[Items from a dataset]
========================

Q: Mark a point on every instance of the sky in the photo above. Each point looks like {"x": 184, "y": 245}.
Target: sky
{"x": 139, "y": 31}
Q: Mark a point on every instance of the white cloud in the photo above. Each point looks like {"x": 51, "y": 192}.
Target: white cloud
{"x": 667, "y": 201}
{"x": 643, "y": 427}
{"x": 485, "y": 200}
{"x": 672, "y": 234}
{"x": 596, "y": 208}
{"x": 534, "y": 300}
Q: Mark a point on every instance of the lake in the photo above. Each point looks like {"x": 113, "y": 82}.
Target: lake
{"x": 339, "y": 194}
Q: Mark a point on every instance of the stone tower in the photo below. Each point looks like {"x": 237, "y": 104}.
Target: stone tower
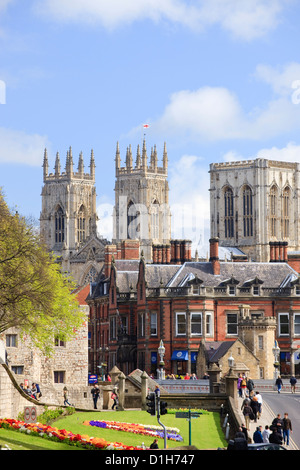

========================

◆ What the task asks
Lay out every line of the entries above as a Markdown table with the columns "No." and "Line," numbering the rows in order and skipping blank lines. Omit the pictures.

◆ Solution for this task
| No. | Line |
|---|---|
| 1 | Q: Mark a point on every instance of the sky in the photo above. Each point looks like {"x": 184, "y": 245}. |
| 2 | Target: sky |
| 3 | {"x": 139, "y": 31} |
| 4 | Q: Mark a point on every instance of the white cloud in the photo above. Each point looks like {"x": 51, "y": 192}. |
| 5 | Target: white cloud |
| 6 | {"x": 667, "y": 201} |
| 7 | {"x": 643, "y": 427} |
| 8 | {"x": 485, "y": 200} |
| 9 | {"x": 672, "y": 234} |
| 10 | {"x": 596, "y": 208} |
| 11 | {"x": 534, "y": 300} |
| 12 | Q: Mark a point on every instance of the lake in the photo above. Each point looks like {"x": 113, "y": 82}. |
| 13 | Target: lake |
| 14 | {"x": 339, "y": 194} |
| 15 | Q: Mark a point on every instance of the stone tower in the photo below. Each point looks like {"x": 237, "y": 104}. |
| 16 | Target: stone tower |